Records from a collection
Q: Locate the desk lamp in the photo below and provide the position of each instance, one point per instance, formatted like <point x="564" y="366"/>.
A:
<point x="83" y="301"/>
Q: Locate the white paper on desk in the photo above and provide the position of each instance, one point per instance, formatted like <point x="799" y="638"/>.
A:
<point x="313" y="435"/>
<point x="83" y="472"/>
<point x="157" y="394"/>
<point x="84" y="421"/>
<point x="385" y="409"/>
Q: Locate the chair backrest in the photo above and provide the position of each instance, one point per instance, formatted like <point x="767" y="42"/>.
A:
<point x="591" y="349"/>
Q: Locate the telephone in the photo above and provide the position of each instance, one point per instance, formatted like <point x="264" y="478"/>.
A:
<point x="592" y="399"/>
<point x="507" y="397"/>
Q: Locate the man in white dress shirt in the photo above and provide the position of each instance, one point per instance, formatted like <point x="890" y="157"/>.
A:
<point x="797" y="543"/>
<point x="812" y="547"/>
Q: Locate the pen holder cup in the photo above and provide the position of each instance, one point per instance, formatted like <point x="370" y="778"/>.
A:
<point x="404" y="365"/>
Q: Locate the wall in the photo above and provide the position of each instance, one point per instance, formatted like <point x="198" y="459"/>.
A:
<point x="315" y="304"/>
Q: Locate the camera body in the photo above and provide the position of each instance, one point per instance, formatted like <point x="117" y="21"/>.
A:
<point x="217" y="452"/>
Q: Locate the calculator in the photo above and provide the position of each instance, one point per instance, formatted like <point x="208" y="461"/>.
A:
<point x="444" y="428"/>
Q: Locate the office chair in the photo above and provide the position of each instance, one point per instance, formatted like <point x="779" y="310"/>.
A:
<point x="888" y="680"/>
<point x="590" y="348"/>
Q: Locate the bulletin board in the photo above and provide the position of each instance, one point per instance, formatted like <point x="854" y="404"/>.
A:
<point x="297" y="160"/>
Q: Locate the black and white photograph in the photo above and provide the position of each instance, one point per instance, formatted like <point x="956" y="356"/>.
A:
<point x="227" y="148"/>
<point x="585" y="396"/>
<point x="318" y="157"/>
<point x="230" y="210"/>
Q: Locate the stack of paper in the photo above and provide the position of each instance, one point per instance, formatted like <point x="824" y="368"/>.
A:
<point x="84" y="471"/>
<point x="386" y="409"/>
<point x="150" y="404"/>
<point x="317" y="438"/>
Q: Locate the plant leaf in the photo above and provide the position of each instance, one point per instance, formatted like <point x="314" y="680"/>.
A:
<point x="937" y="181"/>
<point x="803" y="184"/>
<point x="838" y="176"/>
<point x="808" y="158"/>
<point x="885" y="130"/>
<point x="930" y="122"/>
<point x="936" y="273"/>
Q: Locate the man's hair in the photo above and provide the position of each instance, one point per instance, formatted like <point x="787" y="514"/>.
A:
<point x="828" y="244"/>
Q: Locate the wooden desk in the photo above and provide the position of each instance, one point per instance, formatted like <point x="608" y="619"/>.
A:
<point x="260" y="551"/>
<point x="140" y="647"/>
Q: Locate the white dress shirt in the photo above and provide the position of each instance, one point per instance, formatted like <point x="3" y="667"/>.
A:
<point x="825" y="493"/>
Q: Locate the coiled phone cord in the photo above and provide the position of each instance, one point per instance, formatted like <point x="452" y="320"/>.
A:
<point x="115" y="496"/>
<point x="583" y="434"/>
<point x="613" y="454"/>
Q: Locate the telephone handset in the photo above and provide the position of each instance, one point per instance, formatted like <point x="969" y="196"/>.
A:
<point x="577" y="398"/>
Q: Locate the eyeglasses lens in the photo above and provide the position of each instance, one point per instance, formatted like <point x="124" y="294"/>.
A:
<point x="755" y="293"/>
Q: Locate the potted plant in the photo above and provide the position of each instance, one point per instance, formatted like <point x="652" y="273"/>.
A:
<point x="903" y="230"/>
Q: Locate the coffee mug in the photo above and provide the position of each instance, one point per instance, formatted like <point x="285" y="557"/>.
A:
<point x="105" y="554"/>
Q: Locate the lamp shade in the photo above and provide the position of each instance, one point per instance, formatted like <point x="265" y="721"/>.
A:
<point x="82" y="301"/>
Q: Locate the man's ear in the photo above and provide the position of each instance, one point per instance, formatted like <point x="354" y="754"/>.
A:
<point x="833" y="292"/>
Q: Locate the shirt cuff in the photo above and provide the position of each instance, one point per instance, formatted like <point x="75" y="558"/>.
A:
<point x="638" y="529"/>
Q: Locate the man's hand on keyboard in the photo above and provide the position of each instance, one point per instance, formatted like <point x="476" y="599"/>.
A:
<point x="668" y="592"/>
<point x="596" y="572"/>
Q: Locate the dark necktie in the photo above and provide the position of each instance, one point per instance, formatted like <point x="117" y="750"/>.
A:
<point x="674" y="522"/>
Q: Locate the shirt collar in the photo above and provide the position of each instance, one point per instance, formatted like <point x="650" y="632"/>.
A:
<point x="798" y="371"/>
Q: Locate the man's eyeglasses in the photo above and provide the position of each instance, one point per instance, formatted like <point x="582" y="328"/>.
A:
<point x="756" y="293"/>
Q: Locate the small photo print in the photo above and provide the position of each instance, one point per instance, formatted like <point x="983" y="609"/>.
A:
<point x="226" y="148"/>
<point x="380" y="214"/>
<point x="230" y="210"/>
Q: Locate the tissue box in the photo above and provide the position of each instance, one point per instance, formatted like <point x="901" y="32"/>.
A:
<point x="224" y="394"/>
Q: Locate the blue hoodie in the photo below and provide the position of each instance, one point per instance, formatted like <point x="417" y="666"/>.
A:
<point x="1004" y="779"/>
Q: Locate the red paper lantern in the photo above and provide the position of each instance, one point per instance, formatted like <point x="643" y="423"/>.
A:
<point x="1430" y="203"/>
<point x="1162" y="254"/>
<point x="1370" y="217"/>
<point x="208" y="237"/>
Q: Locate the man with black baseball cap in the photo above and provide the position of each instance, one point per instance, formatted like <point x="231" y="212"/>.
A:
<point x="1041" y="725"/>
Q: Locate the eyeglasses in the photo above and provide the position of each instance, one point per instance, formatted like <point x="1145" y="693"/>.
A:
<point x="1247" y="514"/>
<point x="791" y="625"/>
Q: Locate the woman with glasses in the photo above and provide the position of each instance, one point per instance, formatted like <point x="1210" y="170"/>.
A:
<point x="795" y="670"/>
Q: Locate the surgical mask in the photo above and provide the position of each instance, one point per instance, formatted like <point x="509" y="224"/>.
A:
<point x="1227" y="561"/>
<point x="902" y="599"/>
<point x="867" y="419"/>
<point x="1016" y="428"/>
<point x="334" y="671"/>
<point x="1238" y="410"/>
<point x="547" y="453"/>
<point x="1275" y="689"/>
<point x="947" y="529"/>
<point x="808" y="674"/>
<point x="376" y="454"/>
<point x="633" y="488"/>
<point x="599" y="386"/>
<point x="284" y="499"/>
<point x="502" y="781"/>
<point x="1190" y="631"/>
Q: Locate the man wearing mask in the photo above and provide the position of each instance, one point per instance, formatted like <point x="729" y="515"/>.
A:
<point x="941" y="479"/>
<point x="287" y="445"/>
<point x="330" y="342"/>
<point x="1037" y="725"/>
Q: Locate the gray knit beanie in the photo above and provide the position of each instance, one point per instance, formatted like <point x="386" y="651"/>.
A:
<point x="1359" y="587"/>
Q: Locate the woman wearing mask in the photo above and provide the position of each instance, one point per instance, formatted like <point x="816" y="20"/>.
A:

= WORK REQUIRED =
Look back at the records above. Repeat all of them exactly.

= EXERCISE ANSWER =
Q: Locate the desk lamp in the photo below and provide the position of each instance, one point per instance, formatted like <point x="564" y="366"/>.
A:
<point x="83" y="301"/>
Q: Locate the white paper on desk in the photo above and provide the position of each instance, one point per instance, formatted like <point x="799" y="638"/>.
A:
<point x="313" y="435"/>
<point x="83" y="472"/>
<point x="157" y="394"/>
<point x="84" y="421"/>
<point x="385" y="409"/>
Q: Locate the chair backrest in the photo above and provide the position of each instance, one point per instance, formatted like <point x="767" y="42"/>.
A:
<point x="591" y="349"/>
Q: Locate the telephone in the photo above and provide the position of each instance, one point per instance, formatted like <point x="264" y="478"/>.
A:
<point x="592" y="399"/>
<point x="507" y="397"/>
Q: Locate the man in white dress shirt in the photo above and provide the position of each instance, one point per instance, formatted like <point x="890" y="157"/>.
A:
<point x="797" y="543"/>
<point x="812" y="547"/>
Q: Locate the pen holder cup in the photo above and provide the position of each instance, one point per instance, formatted like <point x="370" y="778"/>.
A:
<point x="404" y="365"/>
Q: Locate the wall in the photo above and provide the position of each instance, one point per instance, formatted like <point x="198" y="459"/>.
A:
<point x="315" y="304"/>
Q: Locate the camera body in the photo above and provide the position of each instance, one point per instance, formatted like <point x="117" y="21"/>.
A:
<point x="217" y="452"/>
Q: Locate the calculator in the photo above and provide the position of each instance, one point per instance, formatted like <point x="208" y="461"/>.
A:
<point x="444" y="428"/>
Q: Locate the office chair in the photo above and provide the position of each instance, one point per instance, formatted like <point x="779" y="310"/>.
A:
<point x="888" y="680"/>
<point x="590" y="348"/>
Q: Locate the bulletin board in the photo above and provide the position of each instance, one point per instance, formatted like <point x="854" y="404"/>.
A:
<point x="297" y="160"/>
Q: Locate the black and white photograph in the photo above and provide the position of each instance, one point per instance, formatted like <point x="956" y="356"/>.
A:
<point x="227" y="148"/>
<point x="585" y="396"/>
<point x="318" y="157"/>
<point x="230" y="210"/>
Q: Locate the stack of paper in the photo above and provide the position of each instance, one point per instance, formatted like <point x="824" y="368"/>.
A:
<point x="84" y="471"/>
<point x="386" y="409"/>
<point x="150" y="404"/>
<point x="317" y="438"/>
Q: Locate the plant leaf in the photo above and provide the position of each instance, one point per instance, formatted like <point x="314" y="680"/>.
A:
<point x="937" y="181"/>
<point x="803" y="184"/>
<point x="838" y="176"/>
<point x="808" y="158"/>
<point x="885" y="130"/>
<point x="930" y="122"/>
<point x="936" y="273"/>
Q: Locate the man's hair in the photo above and provide the position of each instance, one point per instance, formatted like <point x="787" y="514"/>.
A:
<point x="828" y="244"/>
Q: Locate the wooden desk in the photo above and provide the position of each instance, one point per instance, formatted like <point x="608" y="619"/>.
A:
<point x="260" y="551"/>
<point x="140" y="647"/>
Q: Locate the white dress shirt in the photo above and provide the position of each instance, one point per instance, formatted like <point x="3" y="667"/>.
A:
<point x="825" y="493"/>
Q: Locate the coiled phone cord in the photo above and provide the position of each instance, one point per instance, formatted like <point x="452" y="320"/>.
A:
<point x="115" y="496"/>
<point x="583" y="434"/>
<point x="613" y="454"/>
Q: Locate the telephone handset in the photo above and provide the position of each instance, one point per instance, formatted like <point x="969" y="196"/>.
A:
<point x="577" y="398"/>
Q: Locate the eyeglasses lens in the photo above and provide the position of each instance, one point per instance, formatted like <point x="124" y="294"/>.
A:
<point x="755" y="293"/>
Q: Locate the potted plant in the photo above and provide the position of each instance, one point per instance, formatted like <point x="652" y="273"/>.
A:
<point x="903" y="230"/>
Q: Locate the coffee mug in the photo above and provide the position of each instance, one point per instance, formatted like <point x="285" y="557"/>.
A:
<point x="105" y="554"/>
Q: Locate the lamp shade in the photo above and provide the position of each instance, one point per instance, formatted like <point x="265" y="721"/>.
A:
<point x="82" y="301"/>
Q: Locate the man's ear in the photo above and provide the position of each instance, one point per instance, formatted like <point x="354" y="754"/>.
A:
<point x="833" y="292"/>
Q: Locate the shirt cuff in the photo above and provide the position of each instance, one point per instance, formatted like <point x="75" y="558"/>.
A:
<point x="638" y="529"/>
Q: Locate the man's hand on keyboard in the photo above and provide the position of each instance, one point per instance, formatted like <point x="476" y="599"/>.
A:
<point x="668" y="592"/>
<point x="596" y="572"/>
Q: Locate the dark necktie in the photo above and provide the position of each instance, one point per instance, formatted like <point x="117" y="750"/>.
A:
<point x="674" y="522"/>
Q: Locate the shirt collar in the photo above and provide the position of each instance, one point per instance, formatted like <point x="650" y="632"/>.
A:
<point x="798" y="371"/>
Q: Locate the man's eyeglasses in the photo above and provide the position of each instance, one point per instance, formatted like <point x="582" y="328"/>.
A:
<point x="756" y="293"/>
Q: Locate the small photo print in the photo above and provide the position of each instance, one point per instance, formatted like <point x="983" y="609"/>.
A:
<point x="226" y="148"/>
<point x="380" y="214"/>
<point x="230" y="210"/>
Q: Locate the tissue box in the photo above and provide the position of each instance, one point per instance, formatted like <point x="901" y="32"/>.
A:
<point x="224" y="394"/>
Q: Locate the blue hoodie in the photo below and provide the position of each instance, one point per instance, formatted like <point x="417" y="666"/>.
A:
<point x="1004" y="779"/>
Q: Locate the red paper lantern in the photo above and provide the position of each instance, one point per instance, formatted like <point x="643" y="423"/>.
A:
<point x="1430" y="203"/>
<point x="1162" y="254"/>
<point x="1370" y="217"/>
<point x="208" y="237"/>
Q: Locate the man with black baseball cap in the photo above and provide the position of each instance, one point per instance, formatted like <point x="231" y="212"/>.
A:
<point x="1041" y="725"/>
Q: Locate the eyeglasses in the photo above and provide the position of each instance, one point per instance, formatted like <point x="1145" y="693"/>.
A:
<point x="1247" y="514"/>
<point x="791" y="625"/>
Q: Locate the woman with glasses in the photo above and provide the position of each instance, one point per instance, formatted like <point x="1210" y="170"/>.
A:
<point x="795" y="670"/>
Q: Locate the surgical mask in the photo above and provide the position of each instance, one point per instance, formatted like <point x="509" y="224"/>.
A:
<point x="1227" y="561"/>
<point x="902" y="599"/>
<point x="867" y="419"/>
<point x="1016" y="428"/>
<point x="334" y="671"/>
<point x="1238" y="410"/>
<point x="547" y="453"/>
<point x="1275" y="689"/>
<point x="947" y="529"/>
<point x="808" y="674"/>
<point x="376" y="454"/>
<point x="633" y="488"/>
<point x="599" y="386"/>
<point x="284" y="499"/>
<point x="502" y="781"/>
<point x="1190" y="631"/>
Q: Locate the man wearing mask in the photo above and provide the position of each instance, one point per instance, formatted like <point x="729" y="515"/>.
A:
<point x="941" y="479"/>
<point x="287" y="445"/>
<point x="330" y="342"/>
<point x="1037" y="725"/>
Q: Locate the gray knit beanie in the photo above and provide the position of each instance, one point per instance, formatted like <point x="386" y="651"/>.
A:
<point x="1359" y="587"/>
Q: Locate the woman wearing mask in the photo above and provide the position of each instance, one point per instance, formatted like <point x="816" y="20"/>.
A:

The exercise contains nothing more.